• _Data records_:
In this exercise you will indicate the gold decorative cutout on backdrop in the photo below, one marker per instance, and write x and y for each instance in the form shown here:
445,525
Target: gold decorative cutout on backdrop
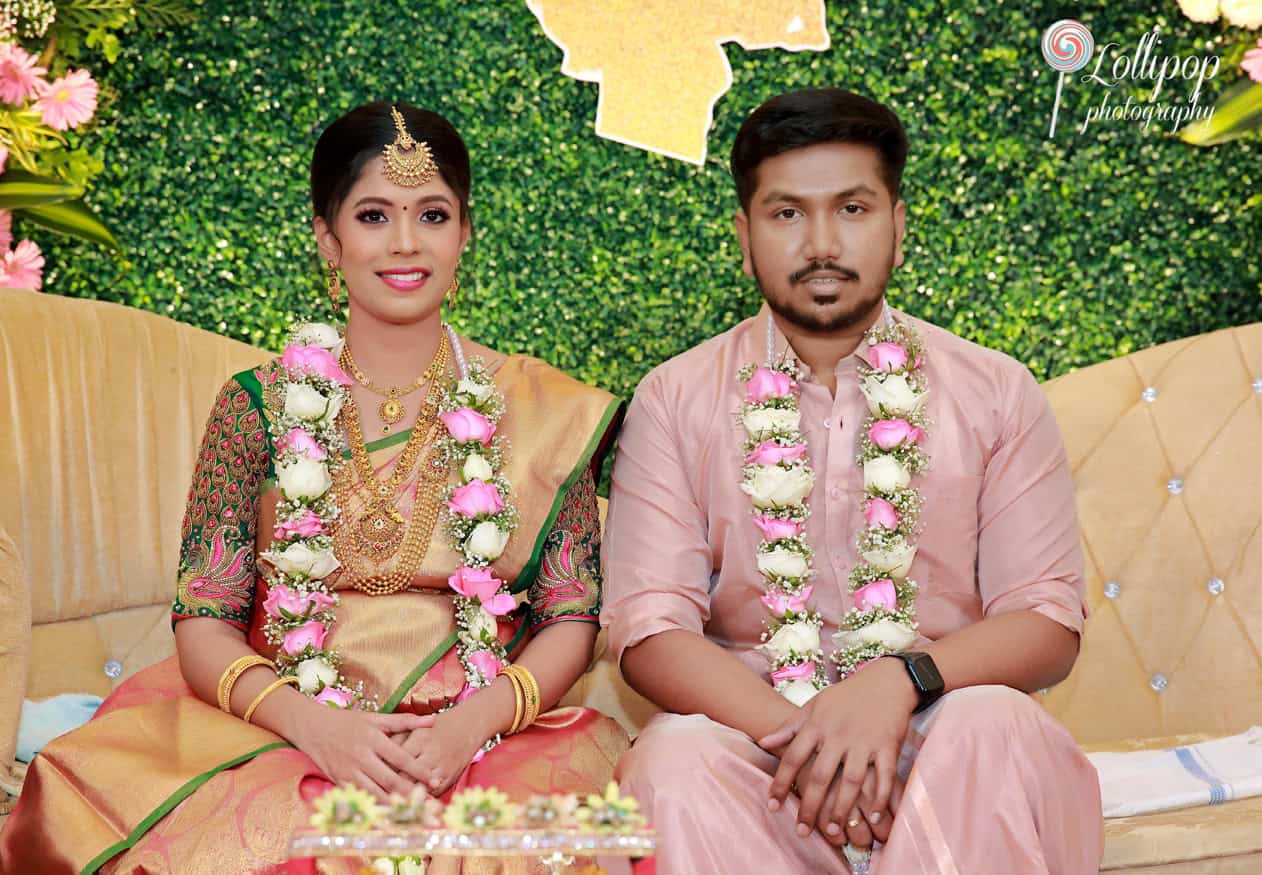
660,63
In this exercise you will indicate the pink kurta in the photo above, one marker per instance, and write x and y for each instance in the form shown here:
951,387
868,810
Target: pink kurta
1000,533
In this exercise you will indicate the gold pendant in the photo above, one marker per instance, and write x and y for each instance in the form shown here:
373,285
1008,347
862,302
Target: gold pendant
390,412
380,530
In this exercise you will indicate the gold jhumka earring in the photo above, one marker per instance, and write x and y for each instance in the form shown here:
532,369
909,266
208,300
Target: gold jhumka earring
333,283
452,292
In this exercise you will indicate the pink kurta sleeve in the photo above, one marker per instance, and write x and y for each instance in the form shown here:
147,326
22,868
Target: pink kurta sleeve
658,559
1029,552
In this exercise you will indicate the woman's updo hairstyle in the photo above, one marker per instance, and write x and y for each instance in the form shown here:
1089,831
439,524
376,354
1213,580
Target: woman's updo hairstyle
360,135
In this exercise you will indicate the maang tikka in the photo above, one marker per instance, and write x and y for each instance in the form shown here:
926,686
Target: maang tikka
408,162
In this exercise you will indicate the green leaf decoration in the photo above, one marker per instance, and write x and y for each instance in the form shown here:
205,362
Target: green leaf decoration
157,14
1236,114
20,190
72,219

• _Problem description_: The entries are to be transcribed in full. Their pictures are not.

• _Task response_:
In this exercise you will indicate the gold decorative cutout on backdrop in the photo below, one marker per instance, and write x and y for each instance in the form shown here:
445,525
Target: gold decorative cutout on backdrop
660,63
In this exercise you will indicate the pink kurta in the photo above, one marker per instance, and write x and y for each instance in the form shown here:
951,387
868,810
Target: pink kurta
1000,533
In this exercise you will indicate the gold pendant in the photo above, one marker per instance, and write x and y for each instance in the form shown here:
373,285
1008,347
862,302
Target: gold pendant
390,412
380,530
In this exercise you will indicate the gold jhumka earring in the photo above, one marker per instance, and write x and y for each instance in the form shown here:
532,369
909,266
208,300
Target: gold jhumka earring
333,283
452,292
In this exercise you will indicate the pink kurta sleeve in the photo above, one marker per instance, and write x and y for each instance in the form shown here:
147,326
22,868
Target: pink kurta sleeve
658,559
1029,552
In this exercise you will indicate the woman's updo hairstyle in the photo above, one marker per instance, and write x and y for each instance in the form shown here:
1089,831
439,524
376,354
1213,580
Target: woman's updo hairstyle
360,135
In this exercise you will indicate the maang tikka in the photo above, one marker per instance, and write x and y for each instance in the form shown here:
926,686
Target: maang tikka
408,162
In this exercise you will indicate the green leaf decoration in the photo above, one marker per instance, and write x and y for each instance in the form shown here:
205,362
Target: green leaf decoration
157,14
1236,114
20,190
72,219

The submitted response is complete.